## Excerpted data
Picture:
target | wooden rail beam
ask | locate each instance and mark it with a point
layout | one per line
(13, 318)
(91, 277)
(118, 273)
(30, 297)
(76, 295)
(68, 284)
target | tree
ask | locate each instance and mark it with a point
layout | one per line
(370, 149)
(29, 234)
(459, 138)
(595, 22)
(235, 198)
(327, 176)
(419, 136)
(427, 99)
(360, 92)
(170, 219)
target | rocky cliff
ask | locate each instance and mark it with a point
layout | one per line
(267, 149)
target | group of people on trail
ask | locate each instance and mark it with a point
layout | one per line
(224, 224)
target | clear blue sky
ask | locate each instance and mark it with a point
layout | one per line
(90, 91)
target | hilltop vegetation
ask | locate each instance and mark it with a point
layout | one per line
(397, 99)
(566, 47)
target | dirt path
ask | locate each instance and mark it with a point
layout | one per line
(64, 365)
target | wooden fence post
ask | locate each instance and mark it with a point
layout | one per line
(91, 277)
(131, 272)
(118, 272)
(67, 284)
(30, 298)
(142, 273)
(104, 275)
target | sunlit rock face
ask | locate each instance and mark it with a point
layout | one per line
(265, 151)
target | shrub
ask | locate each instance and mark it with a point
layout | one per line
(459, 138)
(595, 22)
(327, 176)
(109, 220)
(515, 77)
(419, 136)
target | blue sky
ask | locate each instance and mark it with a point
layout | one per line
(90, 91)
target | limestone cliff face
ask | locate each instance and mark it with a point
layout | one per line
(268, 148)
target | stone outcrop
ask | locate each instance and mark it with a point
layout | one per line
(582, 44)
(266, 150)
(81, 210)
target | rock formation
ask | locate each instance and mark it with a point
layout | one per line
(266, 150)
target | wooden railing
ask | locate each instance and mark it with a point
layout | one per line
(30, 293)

## Instructions for the task
Check each line of the entries above, and show every one holding the word "cliff".

## Expected answer
target | rocky cliff
target | limestone cliff face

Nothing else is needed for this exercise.